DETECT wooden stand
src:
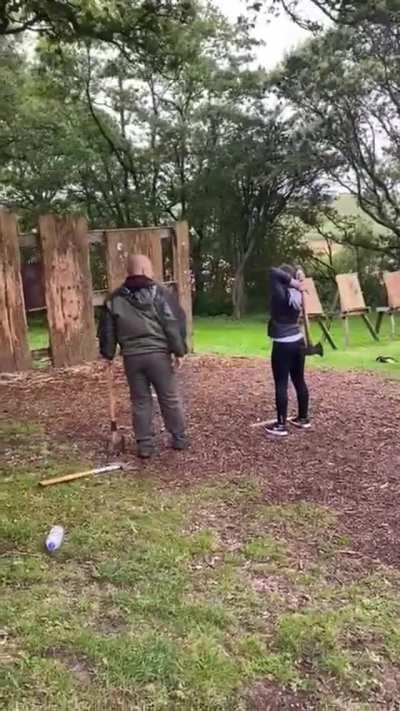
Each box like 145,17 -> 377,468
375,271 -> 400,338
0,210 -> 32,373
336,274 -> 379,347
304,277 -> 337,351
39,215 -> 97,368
---
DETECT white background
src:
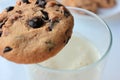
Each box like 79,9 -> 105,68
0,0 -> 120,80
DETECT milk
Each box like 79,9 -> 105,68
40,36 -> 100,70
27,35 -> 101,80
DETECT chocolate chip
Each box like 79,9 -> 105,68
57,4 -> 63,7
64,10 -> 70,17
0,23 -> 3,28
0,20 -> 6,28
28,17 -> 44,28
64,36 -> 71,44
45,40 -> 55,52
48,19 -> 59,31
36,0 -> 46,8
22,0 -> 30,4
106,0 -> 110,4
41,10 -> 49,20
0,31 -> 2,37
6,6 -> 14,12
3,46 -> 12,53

◆ EXERCISE REQUIREMENTS ◆
Reproduce verbatim the rows above, from the row containing "DETECT wooden stand" up to and including the row containing "39,215 -> 97,368", leaving out any pictures.

◆ TASK ANSWER ◆
DETECT wooden stand
src:
Each box like 145,17 -> 377,468
375,271 -> 400,338
0,210 -> 32,373
336,274 -> 379,347
304,277 -> 337,351
39,215 -> 97,368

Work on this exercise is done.